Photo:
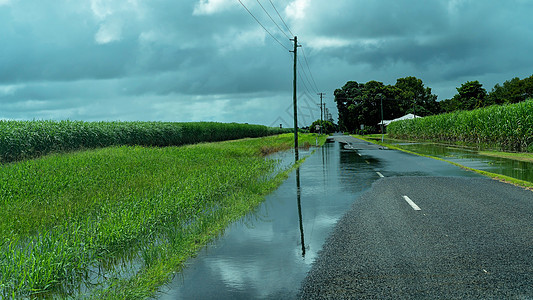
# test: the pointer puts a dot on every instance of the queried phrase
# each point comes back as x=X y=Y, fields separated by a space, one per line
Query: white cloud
x=101 y=9
x=297 y=9
x=209 y=7
x=108 y=32
x=8 y=89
= = = =
● What you have to do: Each line from the one holding "# test: the" down to the end of the records above is to be repeated exactly; no other line belongs in the reply.

● Finished exercise:
# test: the pointer puts a dot on every instance of the queried phrase
# each point comes back as x=X y=Y, fields separated by a space, one per line
Query: white cloud
x=101 y=9
x=297 y=9
x=209 y=7
x=108 y=32
x=8 y=89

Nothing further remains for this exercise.